_WORK ORDER_.
The required output is the full listing below, reproduced word for word.

_PROVIDED ENTRIES_.

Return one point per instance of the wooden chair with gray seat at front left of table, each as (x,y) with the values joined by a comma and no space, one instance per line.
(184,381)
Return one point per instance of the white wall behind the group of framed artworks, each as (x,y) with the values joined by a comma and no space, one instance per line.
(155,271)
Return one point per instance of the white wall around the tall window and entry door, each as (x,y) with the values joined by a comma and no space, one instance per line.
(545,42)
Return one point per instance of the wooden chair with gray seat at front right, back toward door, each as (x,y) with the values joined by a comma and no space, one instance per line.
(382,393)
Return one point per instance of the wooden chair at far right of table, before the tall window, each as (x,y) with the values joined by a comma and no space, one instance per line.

_SOLUTION FOR THIS PROBLEM_.
Return one point per instance of the wooden chair with gray seat at front left of table, each as (x,y) with the values joined by a comma and no space, one instance per line.
(184,381)
Return one point per instance of the white wall behind the group of framed artworks, each as (x,y) with the values joined by a comma and no space, one instance per line.
(155,271)
Return one point per instance of the white wall around the tall window and entry door, each as (x,y) with the values joined by a comma and no space, one instance per line.
(545,42)
Return one point per instance of the wooden chair with gray seat at front right, back toward door, each as (x,y) with the values joined by a comma and no space, one instance per line.
(382,393)
Return one point per instance of the wooden chair at far right of table, before the tall window, each as (x,y) with the values joined by a comma and no space, one instance per line.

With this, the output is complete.